--- Document section Enclosed Below ---

Van Gogh’s association of grain and sheaves with life suggested humanity’s vulnerability and resiliency. The passionate reds and golds of his art are composed in balanced synthesis with the greenery and browns of verdant earth. He complemented these colors by mysterious orange and blue tones of the cosmos—a palette strikingly seen in his The Resurrection of Lazarus (1890). Despite the susceptibility of grain to ruin from fire and wind, or harvest with scythe and sickle, the fields serenely endured as tangible evidence of incomparable beauty, fecundity, and energy of the divine order.

Vincent van Gogh, Field with Wheat Stacks (1890)

Vincent van Gogh, Field with Wheat Stacks (1890)
Oil on canvas, 28 ⅖ x 36 ½ inches
Fondation Beyeler, Riehen/Basel, Switzerland

Van Gogh expressed these beliefs to his sister, Wilhelmina, from Saint-Rémy in the summer of 1889: “What else can one do, when we think of all the things we do not know the reason for, than go look at a field of wheat? The history of those plants is our own; for aren’t we, who live on bread, to a considerable extent like wheat, at least aren’t we forced to submit to growing like a plant without the power to move, by which I mean in whatever your imagination impels us, and to being reaped, when we are ripe, like the same wheat?” The comment foreshadowed the artist’s increasing vexation and demise in the face of his own troubled soul’s harvest. The reaper as death fulfilled the sower’s purpose in the grand mysterious cycle of life and death seen in van Gogh’s beatified landscape where the finite and infinite coalesce.

The farmer motif is a profound and vital expression of life’s purpose, with figures cast differently from the plodding toilers in Millet’s paintings. Van Gogh’s harvesters are proud and purposeful workers whose faces shine with the luminous golden light that surrounds them and the grain. Reapers go forth blending into the contoured fields, gathering wheat and clutching sheaves as if holy ritual to feed heart and soul. Farmers, fields, and firmament are seen in throbbing, vital wholeness. Some of his magnificent harvest compositions like soothing imperial yellow and lavender Sheaves of Wheat and one in the magnificent Dayton exhibit, Field with Wheat Stacks (July 1890), present arrangements of nodding bundles and piles of stalks as if tender family portraits.

The softer palette of van Gogh’s later works was influenced by his high regard for the paintings of Impressionist leader Claude Monet (1840-1926). In popular discourse such works have been considered objects of enjoyment more than understanding, but plein air landscapes by Monet and Pissarro are more than passive depictions of location and light. Impressionistic views often show “fields of vision” selected for particular forms like sheaves, rows, and stacks of powerful meaning for artist and viewer.

--- End of Enclosed Document section ---
--- Given entries Enclosed Below ---

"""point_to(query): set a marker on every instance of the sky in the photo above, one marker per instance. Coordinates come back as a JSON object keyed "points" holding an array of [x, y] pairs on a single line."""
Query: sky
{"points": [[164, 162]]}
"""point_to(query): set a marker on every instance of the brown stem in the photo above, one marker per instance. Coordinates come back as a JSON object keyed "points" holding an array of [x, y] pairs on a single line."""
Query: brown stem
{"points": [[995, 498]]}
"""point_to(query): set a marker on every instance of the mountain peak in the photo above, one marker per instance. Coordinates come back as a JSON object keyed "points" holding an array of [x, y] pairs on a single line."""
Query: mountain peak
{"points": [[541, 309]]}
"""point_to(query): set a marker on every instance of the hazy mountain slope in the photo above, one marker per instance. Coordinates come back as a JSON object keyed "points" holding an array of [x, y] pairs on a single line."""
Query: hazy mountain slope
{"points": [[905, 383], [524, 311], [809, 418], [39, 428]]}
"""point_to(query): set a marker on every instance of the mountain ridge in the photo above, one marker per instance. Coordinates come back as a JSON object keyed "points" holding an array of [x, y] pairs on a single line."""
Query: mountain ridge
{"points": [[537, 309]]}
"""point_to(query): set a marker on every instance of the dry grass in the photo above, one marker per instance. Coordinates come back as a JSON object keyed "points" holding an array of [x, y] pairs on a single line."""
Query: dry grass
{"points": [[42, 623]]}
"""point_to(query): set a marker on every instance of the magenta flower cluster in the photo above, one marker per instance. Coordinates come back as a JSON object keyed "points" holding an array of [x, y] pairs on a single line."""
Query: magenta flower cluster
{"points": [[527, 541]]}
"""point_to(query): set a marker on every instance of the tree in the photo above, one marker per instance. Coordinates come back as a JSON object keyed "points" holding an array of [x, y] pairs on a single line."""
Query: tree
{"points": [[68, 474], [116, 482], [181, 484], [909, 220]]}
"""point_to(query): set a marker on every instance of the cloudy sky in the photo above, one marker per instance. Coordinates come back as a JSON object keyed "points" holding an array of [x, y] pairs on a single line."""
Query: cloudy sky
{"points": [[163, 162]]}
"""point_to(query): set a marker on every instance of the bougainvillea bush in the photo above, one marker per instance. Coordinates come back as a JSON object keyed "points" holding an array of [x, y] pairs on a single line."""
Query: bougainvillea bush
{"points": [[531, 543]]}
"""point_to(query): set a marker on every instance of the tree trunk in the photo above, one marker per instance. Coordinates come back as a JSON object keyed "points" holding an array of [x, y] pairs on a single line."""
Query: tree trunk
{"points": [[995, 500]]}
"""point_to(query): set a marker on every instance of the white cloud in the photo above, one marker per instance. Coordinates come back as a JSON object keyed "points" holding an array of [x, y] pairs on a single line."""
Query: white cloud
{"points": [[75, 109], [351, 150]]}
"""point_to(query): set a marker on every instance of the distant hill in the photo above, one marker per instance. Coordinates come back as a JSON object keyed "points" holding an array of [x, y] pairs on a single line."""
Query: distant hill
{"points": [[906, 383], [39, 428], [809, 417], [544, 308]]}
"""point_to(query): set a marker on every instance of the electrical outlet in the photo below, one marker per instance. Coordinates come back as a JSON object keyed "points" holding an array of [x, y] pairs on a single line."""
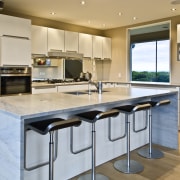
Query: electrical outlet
{"points": [[42, 74]]}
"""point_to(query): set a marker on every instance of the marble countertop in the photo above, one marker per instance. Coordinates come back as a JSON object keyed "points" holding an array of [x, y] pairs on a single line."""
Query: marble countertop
{"points": [[37, 105], [45, 84]]}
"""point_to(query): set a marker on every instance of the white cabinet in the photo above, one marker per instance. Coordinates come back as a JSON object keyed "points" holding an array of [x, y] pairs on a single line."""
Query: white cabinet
{"points": [[14, 26], [39, 40], [106, 48], [55, 39], [44, 89], [97, 47], [178, 33], [73, 87], [85, 44], [71, 41], [15, 51]]}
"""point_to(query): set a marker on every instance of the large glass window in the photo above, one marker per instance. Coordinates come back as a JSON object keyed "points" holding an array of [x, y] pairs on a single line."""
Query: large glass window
{"points": [[150, 54]]}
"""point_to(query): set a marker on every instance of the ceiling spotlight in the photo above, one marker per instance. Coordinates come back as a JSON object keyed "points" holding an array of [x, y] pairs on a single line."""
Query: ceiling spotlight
{"points": [[1, 5], [120, 13]]}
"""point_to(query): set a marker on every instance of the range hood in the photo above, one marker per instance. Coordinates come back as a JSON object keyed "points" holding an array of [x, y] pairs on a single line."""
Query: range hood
{"points": [[67, 55]]}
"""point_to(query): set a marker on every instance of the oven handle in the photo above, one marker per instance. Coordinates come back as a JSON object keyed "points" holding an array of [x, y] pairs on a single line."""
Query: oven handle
{"points": [[8, 75]]}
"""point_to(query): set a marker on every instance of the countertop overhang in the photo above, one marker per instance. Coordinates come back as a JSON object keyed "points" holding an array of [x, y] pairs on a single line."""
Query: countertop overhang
{"points": [[37, 105]]}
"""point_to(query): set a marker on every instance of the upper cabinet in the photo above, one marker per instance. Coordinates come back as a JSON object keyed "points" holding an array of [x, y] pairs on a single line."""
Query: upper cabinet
{"points": [[97, 47], [101, 47], [14, 26], [106, 48], [55, 39], [39, 40], [71, 41], [15, 43], [85, 45], [46, 39], [178, 33]]}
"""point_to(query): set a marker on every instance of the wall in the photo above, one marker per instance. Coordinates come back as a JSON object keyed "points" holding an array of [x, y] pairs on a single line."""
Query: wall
{"points": [[120, 63]]}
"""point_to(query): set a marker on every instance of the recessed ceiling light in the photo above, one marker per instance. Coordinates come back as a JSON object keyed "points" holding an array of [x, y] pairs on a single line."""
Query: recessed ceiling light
{"points": [[83, 2]]}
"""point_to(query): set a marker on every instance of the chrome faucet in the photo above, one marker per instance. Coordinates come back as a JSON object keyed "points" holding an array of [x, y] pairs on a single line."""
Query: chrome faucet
{"points": [[98, 85]]}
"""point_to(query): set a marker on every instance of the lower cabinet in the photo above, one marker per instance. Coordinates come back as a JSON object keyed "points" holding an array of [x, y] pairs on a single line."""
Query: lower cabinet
{"points": [[44, 89]]}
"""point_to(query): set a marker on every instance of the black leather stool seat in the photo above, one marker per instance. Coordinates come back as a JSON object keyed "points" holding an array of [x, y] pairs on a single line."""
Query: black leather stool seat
{"points": [[93, 116], [49, 126], [43, 127]]}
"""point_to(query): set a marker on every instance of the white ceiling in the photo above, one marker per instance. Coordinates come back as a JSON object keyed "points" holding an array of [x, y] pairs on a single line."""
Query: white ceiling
{"points": [[99, 14]]}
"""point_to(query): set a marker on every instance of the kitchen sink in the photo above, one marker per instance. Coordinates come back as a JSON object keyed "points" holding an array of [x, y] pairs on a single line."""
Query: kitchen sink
{"points": [[95, 91], [76, 92]]}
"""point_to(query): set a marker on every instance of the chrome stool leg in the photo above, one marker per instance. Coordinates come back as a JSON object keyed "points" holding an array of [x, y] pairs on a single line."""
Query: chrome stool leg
{"points": [[126, 165], [93, 175], [150, 152]]}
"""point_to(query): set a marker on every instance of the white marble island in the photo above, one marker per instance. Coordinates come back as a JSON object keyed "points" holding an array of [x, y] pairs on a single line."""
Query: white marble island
{"points": [[16, 111]]}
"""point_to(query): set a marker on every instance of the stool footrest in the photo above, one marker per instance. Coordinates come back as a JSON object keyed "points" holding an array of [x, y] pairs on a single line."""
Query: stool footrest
{"points": [[134, 167], [155, 153], [97, 177]]}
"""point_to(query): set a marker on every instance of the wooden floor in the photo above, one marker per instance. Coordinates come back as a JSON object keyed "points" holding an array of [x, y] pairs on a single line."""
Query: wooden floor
{"points": [[167, 168]]}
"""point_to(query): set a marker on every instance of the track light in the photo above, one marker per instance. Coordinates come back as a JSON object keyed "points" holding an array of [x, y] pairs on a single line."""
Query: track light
{"points": [[1, 5]]}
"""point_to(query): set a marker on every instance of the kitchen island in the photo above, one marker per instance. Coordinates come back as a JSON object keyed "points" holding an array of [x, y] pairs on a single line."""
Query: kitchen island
{"points": [[17, 111]]}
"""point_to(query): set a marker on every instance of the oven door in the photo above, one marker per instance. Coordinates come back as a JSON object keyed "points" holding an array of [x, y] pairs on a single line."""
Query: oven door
{"points": [[11, 85]]}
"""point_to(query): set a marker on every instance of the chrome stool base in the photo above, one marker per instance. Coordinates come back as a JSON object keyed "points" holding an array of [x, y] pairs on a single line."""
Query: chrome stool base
{"points": [[155, 153], [134, 167], [97, 177]]}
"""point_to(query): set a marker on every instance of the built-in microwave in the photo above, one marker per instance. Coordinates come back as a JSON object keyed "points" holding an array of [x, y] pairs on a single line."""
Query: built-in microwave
{"points": [[15, 80]]}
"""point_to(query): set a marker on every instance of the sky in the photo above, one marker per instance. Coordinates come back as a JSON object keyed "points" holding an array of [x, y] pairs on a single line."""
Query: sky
{"points": [[144, 56]]}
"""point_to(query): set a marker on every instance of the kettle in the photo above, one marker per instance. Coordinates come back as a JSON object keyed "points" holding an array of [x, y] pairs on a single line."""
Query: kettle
{"points": [[88, 76]]}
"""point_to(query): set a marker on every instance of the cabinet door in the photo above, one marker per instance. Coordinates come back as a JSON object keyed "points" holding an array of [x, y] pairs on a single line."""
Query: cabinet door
{"points": [[97, 47], [39, 40], [15, 51], [55, 39], [106, 48], [14, 26], [85, 44], [178, 33], [71, 41]]}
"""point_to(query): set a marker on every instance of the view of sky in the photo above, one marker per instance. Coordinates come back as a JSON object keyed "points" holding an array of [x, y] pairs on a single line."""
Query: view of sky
{"points": [[144, 56]]}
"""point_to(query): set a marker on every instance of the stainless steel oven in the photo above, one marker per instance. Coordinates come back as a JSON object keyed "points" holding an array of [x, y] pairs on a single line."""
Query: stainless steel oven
{"points": [[15, 80]]}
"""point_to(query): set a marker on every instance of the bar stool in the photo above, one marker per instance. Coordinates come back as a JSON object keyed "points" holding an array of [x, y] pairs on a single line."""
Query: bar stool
{"points": [[127, 165], [92, 117], [150, 152], [51, 125]]}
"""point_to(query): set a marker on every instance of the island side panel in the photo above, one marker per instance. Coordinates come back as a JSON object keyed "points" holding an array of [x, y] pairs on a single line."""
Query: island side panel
{"points": [[10, 148], [165, 122]]}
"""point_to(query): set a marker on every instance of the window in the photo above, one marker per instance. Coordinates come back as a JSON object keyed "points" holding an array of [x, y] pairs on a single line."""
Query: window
{"points": [[149, 55]]}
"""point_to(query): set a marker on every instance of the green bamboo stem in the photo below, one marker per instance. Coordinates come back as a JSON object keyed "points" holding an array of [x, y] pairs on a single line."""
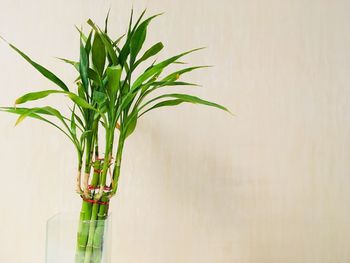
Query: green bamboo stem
{"points": [[83, 231], [91, 226], [99, 232], [116, 170]]}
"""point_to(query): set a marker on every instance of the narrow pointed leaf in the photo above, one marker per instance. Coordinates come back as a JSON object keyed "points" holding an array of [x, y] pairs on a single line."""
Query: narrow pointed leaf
{"points": [[45, 72], [84, 66], [158, 68], [98, 54], [113, 76], [152, 51], [189, 99], [36, 96]]}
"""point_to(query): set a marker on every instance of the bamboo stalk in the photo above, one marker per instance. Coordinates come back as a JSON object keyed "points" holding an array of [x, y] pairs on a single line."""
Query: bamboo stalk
{"points": [[99, 232], [92, 226]]}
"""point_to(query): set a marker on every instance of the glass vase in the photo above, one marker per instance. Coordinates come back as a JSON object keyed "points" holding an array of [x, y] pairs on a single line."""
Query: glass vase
{"points": [[62, 239]]}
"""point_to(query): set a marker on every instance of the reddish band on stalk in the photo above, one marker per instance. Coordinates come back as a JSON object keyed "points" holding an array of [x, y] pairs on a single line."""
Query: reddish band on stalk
{"points": [[106, 188], [94, 201]]}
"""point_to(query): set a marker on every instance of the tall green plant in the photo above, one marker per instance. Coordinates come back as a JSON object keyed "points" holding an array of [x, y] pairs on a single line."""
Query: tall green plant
{"points": [[107, 96]]}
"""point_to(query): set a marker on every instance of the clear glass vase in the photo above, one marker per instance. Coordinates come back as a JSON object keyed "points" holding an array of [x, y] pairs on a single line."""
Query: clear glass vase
{"points": [[62, 239]]}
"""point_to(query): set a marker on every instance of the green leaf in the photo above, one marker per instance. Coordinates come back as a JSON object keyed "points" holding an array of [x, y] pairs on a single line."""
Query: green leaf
{"points": [[98, 54], [154, 50], [106, 21], [80, 101], [21, 111], [45, 72], [113, 76], [100, 97], [36, 96], [108, 45], [138, 38], [88, 44], [157, 68], [175, 75], [75, 64], [84, 66], [185, 98], [94, 76], [131, 124], [165, 103]]}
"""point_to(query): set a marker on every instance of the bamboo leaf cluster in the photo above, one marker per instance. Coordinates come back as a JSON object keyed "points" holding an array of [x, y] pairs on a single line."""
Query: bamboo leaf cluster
{"points": [[107, 96]]}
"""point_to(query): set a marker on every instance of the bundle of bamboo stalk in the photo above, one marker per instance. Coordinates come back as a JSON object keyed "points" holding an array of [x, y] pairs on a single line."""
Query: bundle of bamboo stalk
{"points": [[106, 97]]}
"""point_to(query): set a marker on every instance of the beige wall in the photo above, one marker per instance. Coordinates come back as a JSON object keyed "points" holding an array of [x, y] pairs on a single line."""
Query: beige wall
{"points": [[270, 185]]}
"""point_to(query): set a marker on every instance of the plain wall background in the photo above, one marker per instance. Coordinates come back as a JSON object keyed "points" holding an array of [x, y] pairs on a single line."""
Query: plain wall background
{"points": [[270, 185]]}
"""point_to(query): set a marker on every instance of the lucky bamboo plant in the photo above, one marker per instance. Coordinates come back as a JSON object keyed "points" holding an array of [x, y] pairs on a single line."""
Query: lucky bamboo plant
{"points": [[107, 96]]}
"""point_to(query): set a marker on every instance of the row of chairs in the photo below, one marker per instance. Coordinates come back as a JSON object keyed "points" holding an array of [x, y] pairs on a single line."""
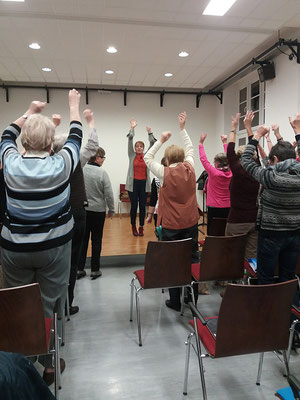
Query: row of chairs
{"points": [[243, 326]]}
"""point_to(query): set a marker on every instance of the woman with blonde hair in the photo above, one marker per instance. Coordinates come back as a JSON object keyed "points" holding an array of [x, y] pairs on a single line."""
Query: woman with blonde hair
{"points": [[178, 208]]}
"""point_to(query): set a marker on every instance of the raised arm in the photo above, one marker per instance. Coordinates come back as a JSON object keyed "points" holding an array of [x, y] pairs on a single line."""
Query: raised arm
{"points": [[92, 145], [187, 143], [130, 136], [155, 167]]}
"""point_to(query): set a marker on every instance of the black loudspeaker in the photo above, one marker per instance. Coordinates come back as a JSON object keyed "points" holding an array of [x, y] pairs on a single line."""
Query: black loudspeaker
{"points": [[266, 72]]}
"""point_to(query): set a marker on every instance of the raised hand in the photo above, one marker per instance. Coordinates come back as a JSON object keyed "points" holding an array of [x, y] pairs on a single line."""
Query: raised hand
{"points": [[248, 119], [182, 120], [36, 107], [56, 119], [202, 137], [224, 139], [133, 123], [235, 121], [295, 123], [165, 136]]}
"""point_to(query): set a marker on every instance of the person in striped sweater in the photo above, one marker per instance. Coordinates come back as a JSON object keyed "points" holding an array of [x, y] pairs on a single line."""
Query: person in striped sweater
{"points": [[38, 223], [278, 218]]}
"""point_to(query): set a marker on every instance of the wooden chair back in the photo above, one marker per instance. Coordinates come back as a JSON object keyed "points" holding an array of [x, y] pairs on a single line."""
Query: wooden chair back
{"points": [[254, 319], [22, 321], [218, 226], [222, 258], [168, 264]]}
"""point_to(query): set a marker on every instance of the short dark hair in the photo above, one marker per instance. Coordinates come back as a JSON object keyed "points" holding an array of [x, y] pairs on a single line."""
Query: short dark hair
{"points": [[282, 150], [100, 153]]}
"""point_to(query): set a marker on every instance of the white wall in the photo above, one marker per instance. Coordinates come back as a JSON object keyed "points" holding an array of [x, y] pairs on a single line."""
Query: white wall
{"points": [[112, 121]]}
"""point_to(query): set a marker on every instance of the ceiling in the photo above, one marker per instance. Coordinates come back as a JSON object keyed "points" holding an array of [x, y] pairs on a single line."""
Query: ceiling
{"points": [[148, 34]]}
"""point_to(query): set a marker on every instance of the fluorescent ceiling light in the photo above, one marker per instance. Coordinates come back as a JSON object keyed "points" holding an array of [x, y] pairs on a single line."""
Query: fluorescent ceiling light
{"points": [[183, 54], [35, 46], [218, 7], [111, 49]]}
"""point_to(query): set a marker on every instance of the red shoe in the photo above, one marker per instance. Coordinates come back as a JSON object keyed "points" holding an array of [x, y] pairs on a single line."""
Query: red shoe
{"points": [[134, 230]]}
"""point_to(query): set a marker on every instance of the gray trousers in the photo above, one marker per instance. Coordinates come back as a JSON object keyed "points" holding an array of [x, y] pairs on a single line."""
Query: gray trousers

--- End of Enclosed Given entries ---

Reproduce the part of the van Gogh passage starting with "The softer palette" and going on through "artist and viewer.". Rely only on the van Gogh passage, not on the records.

◆ Task answer
The softer palette of van Gogh’s later works was influenced by his high regard for the paintings of Impressionist leader Claude Monet (1840-1926). In popular discourse such works have been considered objects of enjoyment more than understanding, but plein air landscapes by Monet and Pissarro are more than passive depictions of location and light. Impressionistic views often show “fields of vision” selected for particular forms like sheaves, rows, and stacks of powerful meaning for artist and viewer.